## Start TEXT PASSAGE

# Python interface¶

The primary interface to computations using celerite2 are provided by the celerite2.GaussianProcess class that is documented below. These calculations will be performed using Term models as documented in the Model building section. See the TBD tutorial for examples of how to use this interface.

class celerite2.GaussianProcess(kernel, t=None, *, mean=0.0, **kwargs)

The main interface to the celerite2 Gaussian Process (GP) solver

Parameters
• kernel – An instance of a subclass of terms.Term.

• mean (optional) – The mean function of the process. This can either be a callable (it will be evaluated with a single argument, a vector of x values) or a scalar. (default: 0.0)

• **kwargs – Other arguments will be passed directly to GaussianProcess.compute() if the argument t is specified.

apply_inverse(y, *, inplace=False)

Apply the inverse of the covariance matrix to a vector or matrix

Solve K.x = y for x where K is the covariance matrix of the GP.

Note

The mean function is not applied in this method.

Parameters
• y (shape[N] or shape[N, M]) – The vector or matrix y described above.

• inplace (bool, optional) – If True, y will be overwritten with the result x.

Raises
compute(t, *, yerr=None, diag=None, check_sorted=True, quiet=False)

Compute the Cholesky factorization of the GP covariance matrix

Parameters
• t (shape[N]) – The independent coordinates of the observations. This must be sorted in increasing order.

• yerr (shape[N], optional) – If provided, the diagonal standard deviation of the observation model.

• diag (shape[N], optional) – If provided, the diagonal variance of the observation model.

• check_sorted (bool, optional) – If True, a check is performed to make sure that t is correctly sorted. A ValueError will be thrown when this check fails.

• quiet (bool, optional) – If True, when the matrix cannot be factorized (because of numerics or otherwise) the solver’s LinAlgError will be silenced and the determiniant will be set to zero. Otherwise, the exception will be propagated.

Raises
• ValueError – When the inputs are not valid (shape, number, etc.).

• LinAlgError – When the matrix is not numerically positive definite.

dot_tril(y, *, inplace=False)

## End TEXT PASSAGE

#### STATED GOAL A
Return the portion of the celerite2 documentation from "Solve K.x = y" to "the result x.".
#### STATED GOAL B
Answer these questions using the celerite2 documentation:
(i) What is the default value of the mean parameter?
(ii) Which exception is raised when the matrix is not numerically positive definite?
(iii) Which equation does apply_inverse solve?
The material after this celerite2 documentation excerpt has no role in what you are asked to do.

## Start EXTRACTED ENTRIES

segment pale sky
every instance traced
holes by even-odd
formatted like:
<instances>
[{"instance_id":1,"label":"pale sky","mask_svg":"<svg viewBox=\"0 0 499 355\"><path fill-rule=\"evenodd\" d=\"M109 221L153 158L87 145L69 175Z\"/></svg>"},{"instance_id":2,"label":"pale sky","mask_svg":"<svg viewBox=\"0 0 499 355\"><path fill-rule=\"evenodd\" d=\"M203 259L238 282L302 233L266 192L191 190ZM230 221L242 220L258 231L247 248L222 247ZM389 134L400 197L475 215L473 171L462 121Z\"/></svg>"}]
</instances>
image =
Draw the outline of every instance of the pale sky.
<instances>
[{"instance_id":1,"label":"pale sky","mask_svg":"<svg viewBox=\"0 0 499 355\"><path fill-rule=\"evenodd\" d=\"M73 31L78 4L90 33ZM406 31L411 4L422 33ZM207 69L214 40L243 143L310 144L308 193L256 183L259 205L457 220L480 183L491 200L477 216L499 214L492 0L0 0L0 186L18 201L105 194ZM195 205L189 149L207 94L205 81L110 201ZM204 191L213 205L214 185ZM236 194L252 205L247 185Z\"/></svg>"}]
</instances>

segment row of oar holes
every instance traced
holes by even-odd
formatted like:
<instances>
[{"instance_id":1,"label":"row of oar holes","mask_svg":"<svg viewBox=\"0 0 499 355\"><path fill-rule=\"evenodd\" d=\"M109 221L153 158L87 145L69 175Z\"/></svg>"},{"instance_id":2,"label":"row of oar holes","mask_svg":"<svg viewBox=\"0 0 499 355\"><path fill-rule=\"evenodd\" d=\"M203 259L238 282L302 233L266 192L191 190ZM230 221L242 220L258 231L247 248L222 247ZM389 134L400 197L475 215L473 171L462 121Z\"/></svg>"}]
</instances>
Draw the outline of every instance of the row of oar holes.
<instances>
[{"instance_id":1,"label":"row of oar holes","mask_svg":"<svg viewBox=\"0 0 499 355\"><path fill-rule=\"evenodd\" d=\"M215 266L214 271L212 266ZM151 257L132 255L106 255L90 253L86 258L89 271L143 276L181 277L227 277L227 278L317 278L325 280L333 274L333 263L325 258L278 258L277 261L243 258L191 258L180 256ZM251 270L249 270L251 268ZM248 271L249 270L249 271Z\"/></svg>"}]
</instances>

## End EXTRACTED ENTRIES

#### EXPECTED ANSWER A
Solve K.x = y for x where K is the covariance matrix of the GP.

Note

The mean function is not applied in this method.

Parameters
• y (shape[N] or shape[N, M]) – The vector or matrix y described above.

• inplace (bool, optional) – If True, y will be overwritten with the result x.

#### EXPECTED ANSWER B
(i) 0.0
(ii) LinAlgError
(iii) K.x = y for x, where K is the covariance matrix of the GP